BEGIN Records supplied

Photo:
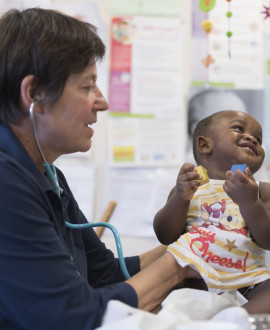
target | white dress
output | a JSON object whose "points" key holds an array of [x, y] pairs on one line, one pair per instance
{"points": [[217, 242]]}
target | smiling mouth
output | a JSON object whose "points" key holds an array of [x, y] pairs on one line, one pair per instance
{"points": [[249, 146]]}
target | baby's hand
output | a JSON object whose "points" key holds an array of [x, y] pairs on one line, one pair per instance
{"points": [[241, 187], [186, 184]]}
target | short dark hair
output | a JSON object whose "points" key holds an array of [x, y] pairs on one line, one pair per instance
{"points": [[202, 128], [47, 44]]}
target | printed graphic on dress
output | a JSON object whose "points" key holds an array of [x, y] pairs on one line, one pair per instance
{"points": [[223, 214]]}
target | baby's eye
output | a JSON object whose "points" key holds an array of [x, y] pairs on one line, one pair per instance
{"points": [[88, 88], [259, 140], [238, 128]]}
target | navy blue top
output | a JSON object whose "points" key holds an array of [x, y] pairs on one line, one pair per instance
{"points": [[51, 277]]}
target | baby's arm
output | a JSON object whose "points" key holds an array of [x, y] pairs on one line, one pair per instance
{"points": [[169, 222], [254, 206]]}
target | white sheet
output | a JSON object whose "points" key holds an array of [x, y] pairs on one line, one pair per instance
{"points": [[184, 309]]}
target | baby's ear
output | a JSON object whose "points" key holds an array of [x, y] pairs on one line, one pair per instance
{"points": [[204, 145]]}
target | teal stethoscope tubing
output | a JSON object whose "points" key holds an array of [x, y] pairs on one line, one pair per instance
{"points": [[51, 174]]}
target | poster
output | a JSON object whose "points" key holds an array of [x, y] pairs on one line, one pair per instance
{"points": [[222, 61]]}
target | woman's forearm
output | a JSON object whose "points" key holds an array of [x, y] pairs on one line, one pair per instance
{"points": [[151, 256], [154, 283]]}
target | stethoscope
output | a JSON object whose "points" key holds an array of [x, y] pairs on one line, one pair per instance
{"points": [[52, 176]]}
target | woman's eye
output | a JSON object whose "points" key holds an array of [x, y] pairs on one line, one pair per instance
{"points": [[88, 88]]}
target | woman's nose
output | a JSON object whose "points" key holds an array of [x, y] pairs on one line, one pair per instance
{"points": [[101, 103]]}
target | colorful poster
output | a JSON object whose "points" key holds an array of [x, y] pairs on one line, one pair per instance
{"points": [[227, 45]]}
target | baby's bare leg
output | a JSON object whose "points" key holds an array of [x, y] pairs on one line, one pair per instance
{"points": [[259, 299]]}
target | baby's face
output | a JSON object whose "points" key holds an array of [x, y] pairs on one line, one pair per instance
{"points": [[237, 139]]}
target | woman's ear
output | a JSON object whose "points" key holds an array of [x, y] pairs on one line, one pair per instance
{"points": [[204, 145], [27, 90], [29, 93]]}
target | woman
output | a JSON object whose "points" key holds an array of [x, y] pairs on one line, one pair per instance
{"points": [[54, 277]]}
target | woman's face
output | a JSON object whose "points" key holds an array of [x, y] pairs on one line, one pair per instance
{"points": [[65, 127]]}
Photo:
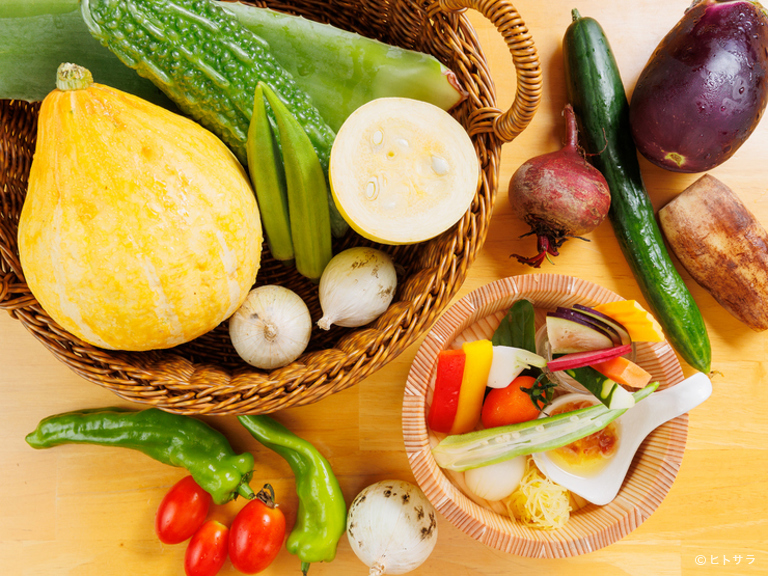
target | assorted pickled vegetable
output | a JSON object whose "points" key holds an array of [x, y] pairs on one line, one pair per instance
{"points": [[402, 170], [528, 416]]}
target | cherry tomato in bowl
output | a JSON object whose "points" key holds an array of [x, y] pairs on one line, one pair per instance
{"points": [[510, 405], [182, 511], [257, 533], [207, 550]]}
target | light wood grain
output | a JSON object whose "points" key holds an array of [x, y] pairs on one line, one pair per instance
{"points": [[88, 511]]}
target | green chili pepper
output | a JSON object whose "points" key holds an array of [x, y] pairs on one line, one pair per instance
{"points": [[322, 515], [308, 195], [168, 438]]}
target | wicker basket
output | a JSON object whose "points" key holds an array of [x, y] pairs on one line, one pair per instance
{"points": [[206, 376]]}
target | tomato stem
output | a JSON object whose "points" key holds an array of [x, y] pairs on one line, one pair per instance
{"points": [[267, 495]]}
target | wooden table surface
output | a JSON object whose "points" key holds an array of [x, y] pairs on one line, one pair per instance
{"points": [[89, 510]]}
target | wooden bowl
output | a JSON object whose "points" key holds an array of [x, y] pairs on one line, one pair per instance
{"points": [[590, 528]]}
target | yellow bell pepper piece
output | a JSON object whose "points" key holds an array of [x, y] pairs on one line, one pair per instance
{"points": [[639, 323], [479, 355]]}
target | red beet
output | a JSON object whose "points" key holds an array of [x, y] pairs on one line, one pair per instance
{"points": [[559, 195]]}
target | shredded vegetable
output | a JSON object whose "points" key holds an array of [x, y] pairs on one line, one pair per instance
{"points": [[538, 502]]}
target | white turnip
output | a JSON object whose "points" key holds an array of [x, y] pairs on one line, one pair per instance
{"points": [[559, 195]]}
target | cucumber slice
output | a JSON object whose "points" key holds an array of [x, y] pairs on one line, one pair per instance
{"points": [[509, 362], [605, 389], [466, 451]]}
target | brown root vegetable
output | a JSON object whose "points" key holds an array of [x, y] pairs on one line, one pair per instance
{"points": [[723, 247], [559, 195]]}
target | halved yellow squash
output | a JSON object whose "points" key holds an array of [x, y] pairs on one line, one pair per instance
{"points": [[402, 171]]}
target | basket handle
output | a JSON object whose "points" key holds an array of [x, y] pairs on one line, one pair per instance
{"points": [[507, 125]]}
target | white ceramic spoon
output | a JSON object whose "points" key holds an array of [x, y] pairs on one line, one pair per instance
{"points": [[634, 425]]}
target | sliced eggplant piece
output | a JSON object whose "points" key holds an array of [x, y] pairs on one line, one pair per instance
{"points": [[574, 334], [617, 326]]}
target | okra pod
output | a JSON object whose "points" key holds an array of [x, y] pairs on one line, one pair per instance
{"points": [[307, 193]]}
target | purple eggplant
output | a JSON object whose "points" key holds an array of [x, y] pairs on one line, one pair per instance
{"points": [[704, 89]]}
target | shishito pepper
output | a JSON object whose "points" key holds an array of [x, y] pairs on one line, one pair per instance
{"points": [[479, 354], [445, 400], [322, 515], [168, 438]]}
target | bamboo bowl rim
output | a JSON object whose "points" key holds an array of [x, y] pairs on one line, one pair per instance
{"points": [[650, 476]]}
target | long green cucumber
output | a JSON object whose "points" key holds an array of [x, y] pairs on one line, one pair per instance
{"points": [[36, 37], [596, 92], [267, 173], [209, 64], [340, 70]]}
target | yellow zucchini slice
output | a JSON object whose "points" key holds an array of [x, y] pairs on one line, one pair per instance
{"points": [[402, 171]]}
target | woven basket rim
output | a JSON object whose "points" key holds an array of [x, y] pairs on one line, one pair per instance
{"points": [[654, 467], [174, 382]]}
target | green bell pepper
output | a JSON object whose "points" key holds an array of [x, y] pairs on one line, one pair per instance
{"points": [[168, 438], [322, 515]]}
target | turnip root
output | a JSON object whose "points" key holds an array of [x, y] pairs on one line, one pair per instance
{"points": [[559, 195]]}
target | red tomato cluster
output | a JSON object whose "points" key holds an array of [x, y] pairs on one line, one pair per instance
{"points": [[252, 542], [510, 405]]}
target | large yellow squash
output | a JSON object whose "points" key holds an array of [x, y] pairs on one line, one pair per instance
{"points": [[140, 229]]}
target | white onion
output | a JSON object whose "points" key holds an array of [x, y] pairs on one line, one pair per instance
{"points": [[356, 287], [392, 527], [496, 481], [271, 328]]}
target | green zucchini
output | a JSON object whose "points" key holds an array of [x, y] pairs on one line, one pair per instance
{"points": [[483, 447], [596, 92], [602, 387], [205, 61]]}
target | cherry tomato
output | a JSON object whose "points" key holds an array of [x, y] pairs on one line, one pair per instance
{"points": [[207, 550], [257, 533], [510, 405], [182, 511]]}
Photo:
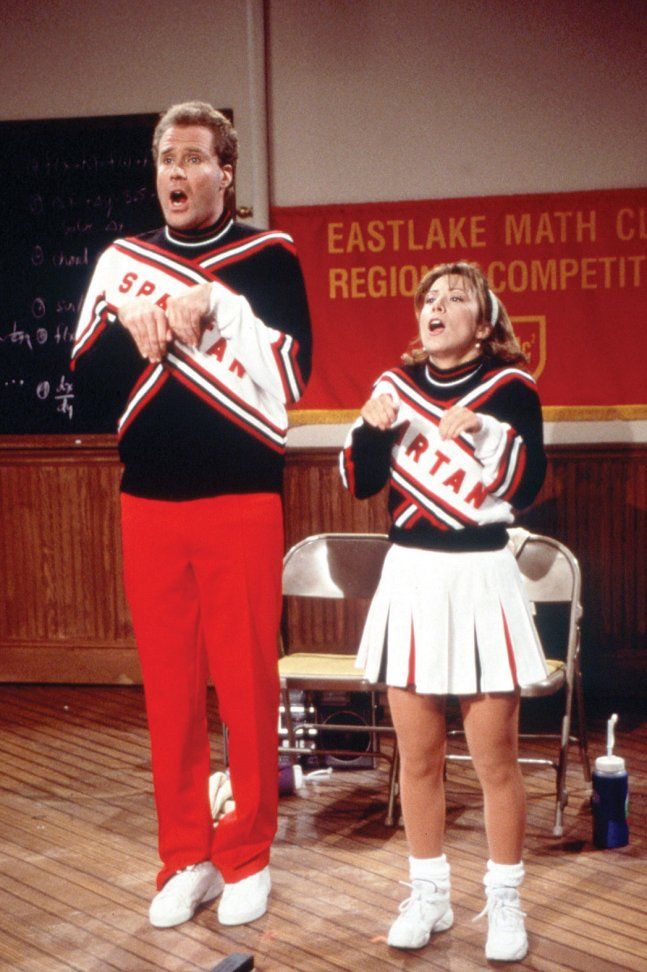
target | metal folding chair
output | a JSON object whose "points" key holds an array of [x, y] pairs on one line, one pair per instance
{"points": [[333, 566]]}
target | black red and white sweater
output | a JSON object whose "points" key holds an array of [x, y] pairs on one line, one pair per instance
{"points": [[213, 420], [454, 494]]}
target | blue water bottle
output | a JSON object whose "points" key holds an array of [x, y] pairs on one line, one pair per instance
{"points": [[610, 798]]}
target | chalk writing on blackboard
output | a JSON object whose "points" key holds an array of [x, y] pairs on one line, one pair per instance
{"points": [[77, 184]]}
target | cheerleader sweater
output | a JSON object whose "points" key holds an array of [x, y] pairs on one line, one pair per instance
{"points": [[208, 421], [452, 494]]}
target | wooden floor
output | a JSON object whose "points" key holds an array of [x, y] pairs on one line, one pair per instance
{"points": [[78, 859]]}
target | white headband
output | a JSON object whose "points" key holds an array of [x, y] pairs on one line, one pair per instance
{"points": [[494, 314]]}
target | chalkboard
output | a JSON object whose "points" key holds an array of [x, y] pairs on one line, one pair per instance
{"points": [[71, 187]]}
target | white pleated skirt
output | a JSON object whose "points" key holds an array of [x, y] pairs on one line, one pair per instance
{"points": [[451, 624]]}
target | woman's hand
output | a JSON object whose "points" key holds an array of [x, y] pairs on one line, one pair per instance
{"points": [[456, 420], [380, 412]]}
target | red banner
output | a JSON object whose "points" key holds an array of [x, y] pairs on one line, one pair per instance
{"points": [[570, 268]]}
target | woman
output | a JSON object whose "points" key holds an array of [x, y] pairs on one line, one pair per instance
{"points": [[457, 433]]}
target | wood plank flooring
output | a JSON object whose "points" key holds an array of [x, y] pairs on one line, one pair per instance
{"points": [[78, 858]]}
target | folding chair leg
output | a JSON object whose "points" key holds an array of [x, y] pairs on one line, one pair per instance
{"points": [[289, 723], [390, 820], [582, 736]]}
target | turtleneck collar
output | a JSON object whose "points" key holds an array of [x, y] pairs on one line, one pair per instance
{"points": [[455, 375], [198, 237]]}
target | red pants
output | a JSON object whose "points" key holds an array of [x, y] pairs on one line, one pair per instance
{"points": [[203, 581]]}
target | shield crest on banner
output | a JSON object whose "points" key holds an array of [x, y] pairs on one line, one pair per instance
{"points": [[531, 333]]}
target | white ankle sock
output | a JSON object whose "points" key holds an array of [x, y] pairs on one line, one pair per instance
{"points": [[504, 875]]}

END Records supplied

> **Work instructions**
What is wanted is one number: how many lines in the listing hold the string "zucchini".

> **Completed task**
2